- [Exercise prompt]:
Only the number is needed: how many lines of the entries below contain the word "blue".

[Records from a collection]

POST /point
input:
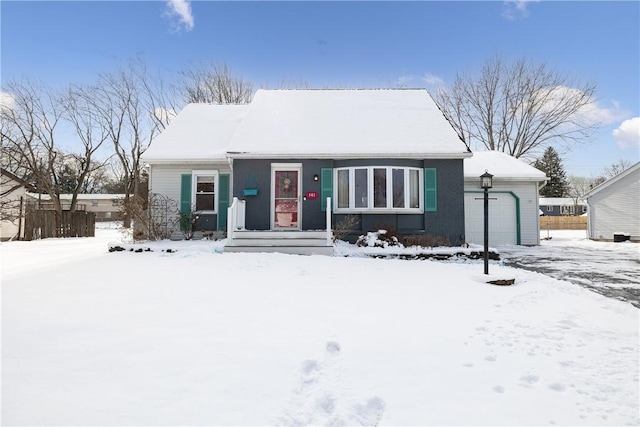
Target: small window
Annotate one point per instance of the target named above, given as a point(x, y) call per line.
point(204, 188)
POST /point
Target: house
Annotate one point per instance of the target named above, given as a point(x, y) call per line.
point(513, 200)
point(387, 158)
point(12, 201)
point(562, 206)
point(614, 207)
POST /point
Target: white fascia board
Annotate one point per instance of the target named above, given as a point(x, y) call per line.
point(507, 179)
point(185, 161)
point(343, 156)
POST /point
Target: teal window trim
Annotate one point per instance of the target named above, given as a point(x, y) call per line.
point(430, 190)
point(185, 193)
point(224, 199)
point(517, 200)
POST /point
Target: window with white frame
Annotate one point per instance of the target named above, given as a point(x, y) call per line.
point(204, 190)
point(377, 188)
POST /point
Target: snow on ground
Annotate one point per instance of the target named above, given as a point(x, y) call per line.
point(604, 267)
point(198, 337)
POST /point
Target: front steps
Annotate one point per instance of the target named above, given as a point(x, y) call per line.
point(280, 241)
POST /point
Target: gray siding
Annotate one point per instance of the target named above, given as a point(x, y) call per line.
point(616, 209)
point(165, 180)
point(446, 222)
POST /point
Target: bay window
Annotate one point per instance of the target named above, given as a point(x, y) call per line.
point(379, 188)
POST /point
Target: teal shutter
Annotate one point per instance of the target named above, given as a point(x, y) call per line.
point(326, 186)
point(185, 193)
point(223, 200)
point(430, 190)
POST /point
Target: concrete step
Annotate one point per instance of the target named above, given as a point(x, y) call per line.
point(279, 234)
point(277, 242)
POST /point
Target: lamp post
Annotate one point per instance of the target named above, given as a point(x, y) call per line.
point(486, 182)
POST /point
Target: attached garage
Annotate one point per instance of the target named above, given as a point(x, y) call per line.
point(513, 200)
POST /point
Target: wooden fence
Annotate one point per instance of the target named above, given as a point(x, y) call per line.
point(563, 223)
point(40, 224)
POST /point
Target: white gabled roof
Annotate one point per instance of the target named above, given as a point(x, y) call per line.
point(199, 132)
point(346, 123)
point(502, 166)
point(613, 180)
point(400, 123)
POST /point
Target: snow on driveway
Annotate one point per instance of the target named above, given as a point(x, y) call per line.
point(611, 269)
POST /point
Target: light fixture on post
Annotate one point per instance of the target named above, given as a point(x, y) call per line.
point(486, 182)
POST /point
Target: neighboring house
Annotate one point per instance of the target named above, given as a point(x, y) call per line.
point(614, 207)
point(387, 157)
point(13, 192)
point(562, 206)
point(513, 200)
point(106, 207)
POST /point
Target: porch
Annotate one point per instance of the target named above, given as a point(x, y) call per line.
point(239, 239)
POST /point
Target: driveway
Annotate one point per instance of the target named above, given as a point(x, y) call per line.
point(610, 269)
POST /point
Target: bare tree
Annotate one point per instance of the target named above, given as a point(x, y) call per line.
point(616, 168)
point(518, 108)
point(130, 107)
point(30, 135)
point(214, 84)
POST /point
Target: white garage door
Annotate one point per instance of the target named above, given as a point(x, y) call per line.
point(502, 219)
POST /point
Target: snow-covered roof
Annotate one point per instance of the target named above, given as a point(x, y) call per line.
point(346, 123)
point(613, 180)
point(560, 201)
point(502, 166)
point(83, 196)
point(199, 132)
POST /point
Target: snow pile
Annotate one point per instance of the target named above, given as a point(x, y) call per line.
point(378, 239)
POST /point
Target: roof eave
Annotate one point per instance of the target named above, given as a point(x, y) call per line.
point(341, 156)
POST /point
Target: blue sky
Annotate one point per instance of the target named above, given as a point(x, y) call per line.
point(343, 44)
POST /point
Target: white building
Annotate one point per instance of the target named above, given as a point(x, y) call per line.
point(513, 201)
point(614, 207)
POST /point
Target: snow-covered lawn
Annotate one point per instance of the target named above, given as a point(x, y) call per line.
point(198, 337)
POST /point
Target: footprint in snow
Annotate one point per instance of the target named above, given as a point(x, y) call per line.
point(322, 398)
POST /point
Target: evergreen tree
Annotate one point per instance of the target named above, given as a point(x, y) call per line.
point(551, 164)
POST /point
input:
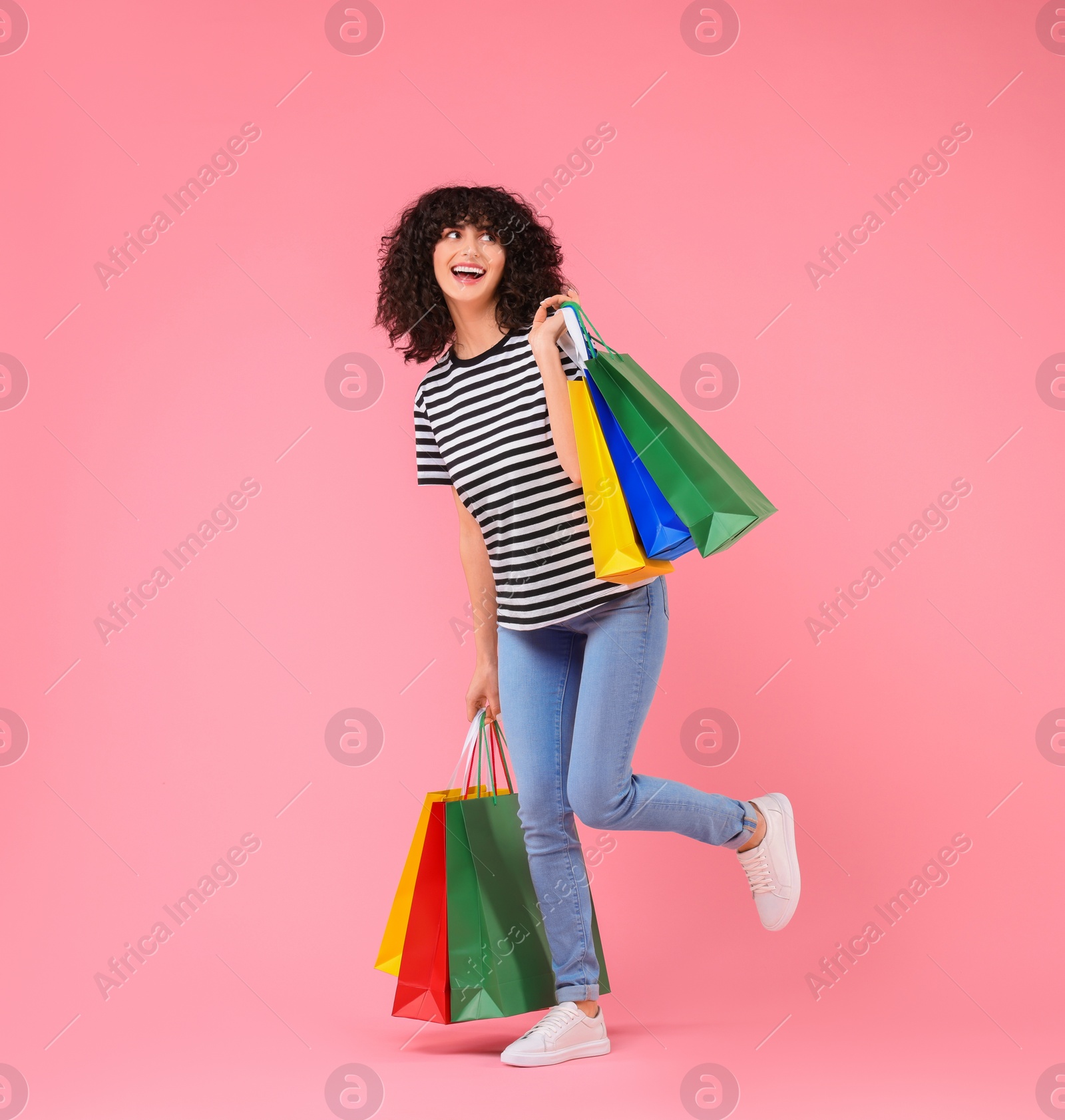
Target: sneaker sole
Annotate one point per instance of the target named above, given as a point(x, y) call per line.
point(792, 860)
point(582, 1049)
...
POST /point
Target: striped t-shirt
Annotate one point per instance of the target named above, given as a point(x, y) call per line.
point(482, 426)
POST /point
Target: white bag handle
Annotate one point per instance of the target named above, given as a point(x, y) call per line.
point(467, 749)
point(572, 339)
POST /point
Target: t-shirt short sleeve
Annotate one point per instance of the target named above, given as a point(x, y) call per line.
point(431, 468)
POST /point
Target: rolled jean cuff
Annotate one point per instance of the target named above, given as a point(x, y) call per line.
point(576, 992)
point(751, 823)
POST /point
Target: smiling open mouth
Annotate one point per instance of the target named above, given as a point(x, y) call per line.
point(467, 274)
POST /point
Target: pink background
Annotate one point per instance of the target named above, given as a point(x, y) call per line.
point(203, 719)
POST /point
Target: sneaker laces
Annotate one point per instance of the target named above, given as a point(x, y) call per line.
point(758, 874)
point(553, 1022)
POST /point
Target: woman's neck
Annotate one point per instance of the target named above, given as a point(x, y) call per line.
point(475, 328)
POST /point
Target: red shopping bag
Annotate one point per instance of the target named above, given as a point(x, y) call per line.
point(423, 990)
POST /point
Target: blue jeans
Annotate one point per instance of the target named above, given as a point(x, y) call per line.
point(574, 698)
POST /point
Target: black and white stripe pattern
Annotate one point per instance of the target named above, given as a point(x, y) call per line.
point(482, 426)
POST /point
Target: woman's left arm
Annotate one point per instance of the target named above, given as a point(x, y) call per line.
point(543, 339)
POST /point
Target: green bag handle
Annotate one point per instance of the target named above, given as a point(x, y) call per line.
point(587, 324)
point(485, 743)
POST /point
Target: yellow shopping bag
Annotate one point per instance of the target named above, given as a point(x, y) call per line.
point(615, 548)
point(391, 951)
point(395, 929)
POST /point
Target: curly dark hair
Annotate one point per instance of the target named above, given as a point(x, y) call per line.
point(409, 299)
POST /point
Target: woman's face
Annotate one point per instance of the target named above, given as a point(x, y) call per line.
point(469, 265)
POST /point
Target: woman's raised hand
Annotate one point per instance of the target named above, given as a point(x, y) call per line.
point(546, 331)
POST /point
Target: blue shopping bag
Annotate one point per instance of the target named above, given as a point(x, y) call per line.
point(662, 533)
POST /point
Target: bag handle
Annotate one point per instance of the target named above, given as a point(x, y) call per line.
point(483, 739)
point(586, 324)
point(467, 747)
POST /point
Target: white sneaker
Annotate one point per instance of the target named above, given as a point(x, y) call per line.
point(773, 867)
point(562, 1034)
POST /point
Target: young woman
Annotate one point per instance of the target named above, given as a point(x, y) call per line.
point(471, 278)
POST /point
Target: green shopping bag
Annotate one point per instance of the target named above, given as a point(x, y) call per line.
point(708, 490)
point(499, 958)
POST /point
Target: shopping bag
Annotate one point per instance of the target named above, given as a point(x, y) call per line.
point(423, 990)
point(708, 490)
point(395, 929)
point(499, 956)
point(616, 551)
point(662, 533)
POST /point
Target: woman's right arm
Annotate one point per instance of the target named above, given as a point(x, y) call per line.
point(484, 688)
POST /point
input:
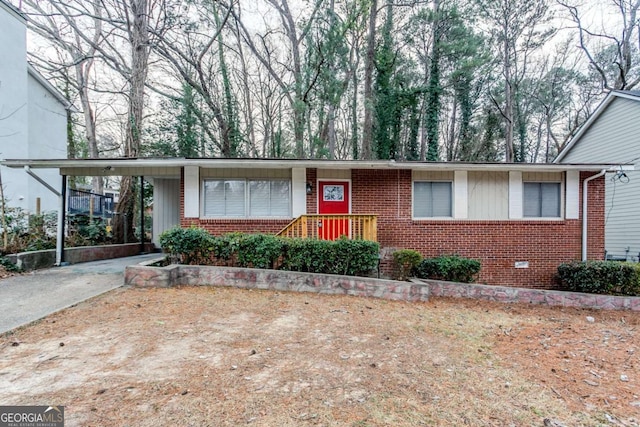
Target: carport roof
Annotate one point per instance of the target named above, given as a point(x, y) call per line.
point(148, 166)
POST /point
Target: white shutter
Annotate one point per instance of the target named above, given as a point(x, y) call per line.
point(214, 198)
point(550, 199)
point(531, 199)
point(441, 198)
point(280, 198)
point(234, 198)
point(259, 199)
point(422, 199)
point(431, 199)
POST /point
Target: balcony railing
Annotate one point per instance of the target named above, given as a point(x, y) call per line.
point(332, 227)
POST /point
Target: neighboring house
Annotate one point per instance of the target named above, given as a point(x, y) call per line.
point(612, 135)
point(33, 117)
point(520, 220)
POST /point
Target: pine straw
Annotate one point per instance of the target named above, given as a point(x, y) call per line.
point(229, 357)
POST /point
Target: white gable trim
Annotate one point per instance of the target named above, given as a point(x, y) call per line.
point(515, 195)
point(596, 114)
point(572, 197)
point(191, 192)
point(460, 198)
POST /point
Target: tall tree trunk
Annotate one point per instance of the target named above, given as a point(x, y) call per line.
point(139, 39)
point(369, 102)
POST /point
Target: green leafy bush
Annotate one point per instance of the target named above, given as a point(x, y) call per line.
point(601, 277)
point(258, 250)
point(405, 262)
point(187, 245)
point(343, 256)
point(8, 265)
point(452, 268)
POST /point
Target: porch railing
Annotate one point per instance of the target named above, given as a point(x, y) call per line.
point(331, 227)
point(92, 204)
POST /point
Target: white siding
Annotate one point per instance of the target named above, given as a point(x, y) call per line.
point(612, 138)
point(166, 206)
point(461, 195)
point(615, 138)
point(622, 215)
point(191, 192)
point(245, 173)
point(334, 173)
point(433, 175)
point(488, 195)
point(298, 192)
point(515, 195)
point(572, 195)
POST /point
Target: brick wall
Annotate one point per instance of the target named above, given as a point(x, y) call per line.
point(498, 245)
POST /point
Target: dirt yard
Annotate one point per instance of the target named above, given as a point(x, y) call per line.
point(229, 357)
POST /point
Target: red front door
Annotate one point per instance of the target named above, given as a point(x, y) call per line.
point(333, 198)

- [Solved problem]:
3